REQUIRED WORK
Every line of the material below should be retyped exactly.

EXTRACTED INFORMATION
*** Begin section ***

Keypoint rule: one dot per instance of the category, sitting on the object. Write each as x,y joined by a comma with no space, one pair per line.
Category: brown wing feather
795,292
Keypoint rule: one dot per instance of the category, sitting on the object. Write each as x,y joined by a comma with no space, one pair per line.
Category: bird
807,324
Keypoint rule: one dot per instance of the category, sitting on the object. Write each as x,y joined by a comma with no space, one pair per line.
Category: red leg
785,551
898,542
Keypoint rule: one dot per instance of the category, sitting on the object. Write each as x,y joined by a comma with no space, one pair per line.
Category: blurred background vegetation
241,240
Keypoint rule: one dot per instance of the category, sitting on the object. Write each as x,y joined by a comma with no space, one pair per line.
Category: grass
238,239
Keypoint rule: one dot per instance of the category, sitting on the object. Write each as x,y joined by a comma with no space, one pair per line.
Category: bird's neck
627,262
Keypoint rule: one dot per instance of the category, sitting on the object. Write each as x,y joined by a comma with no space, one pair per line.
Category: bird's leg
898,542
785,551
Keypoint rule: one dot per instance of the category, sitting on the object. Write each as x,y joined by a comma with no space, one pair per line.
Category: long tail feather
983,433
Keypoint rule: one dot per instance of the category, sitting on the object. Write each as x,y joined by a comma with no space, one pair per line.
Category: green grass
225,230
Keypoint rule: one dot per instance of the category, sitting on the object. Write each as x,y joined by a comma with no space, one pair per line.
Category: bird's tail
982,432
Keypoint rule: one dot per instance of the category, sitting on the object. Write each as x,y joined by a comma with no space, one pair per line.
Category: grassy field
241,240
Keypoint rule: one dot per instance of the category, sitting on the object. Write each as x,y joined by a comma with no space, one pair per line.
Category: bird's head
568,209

*** End section ***

YOUR SOLUTION
Keypoint rule: one dot per instance of the category, sitting on the object. Write each as x,y joined by a comma with no space, one pair per line.
Category: brown wing feather
795,292
Keypoint rule: one dot per instance of the category, sitting on the object. Write each as x,y joined by a comma with no space, one pair per line.
Category: bird
807,324
Keypoint rule: one dot per instance of the category, sitting on the object. Write each as x,y joined by a comma with no space, one pair per line.
Category: red leg
785,551
898,542
Keypoint rule: one dot per instance of the category, sitting on the object. Write each as x,y joined by a comma with no space, one pair per line.
Category: blurred background vegetation
241,240
Keypoint rule: one dot per instance of the category, sitting on the object. Write each as x,y joined by a comma with no space, one pair per line.
Category: grass
238,239
Keypoint rule: one dot per instance of the category, sitting on the object. Write each as x,y joined by a comma with no space, one pair per line.
Category: bird's neck
627,262
Keypoint rule: one dot per instance of the category, sitting on the object. Write each as x,y joined by a comma with no space, one pair per line.
Category: bird's leg
898,542
785,551
Keypoint rule: one dot per instance of the category, sitting on the object. Write each as x,y joined by a comma with no space, one pair per line.
Category: long tail feather
983,433
Keypoint rule: one dot per instance of the category, sitting on the object. Write each as x,y joined by a comma with no space, one pair per line.
Category: green grass
225,230
Keypoint rule: one dot per instance of the category, sitting on the object. Write each as x,y joined by a comma with no space, one pair per line.
Category: bird's tail
982,432
Keypoint rule: one dot per instance of the category, sitting on the object. Write each as x,y joined by a comma with no space, one pair per line.
Category: grassy field
241,240
Keypoint rule: one dot per instance of the category, sitting on the object. Write each as x,y joined by a comma with no space, one pair per line.
Category: bird's head
568,209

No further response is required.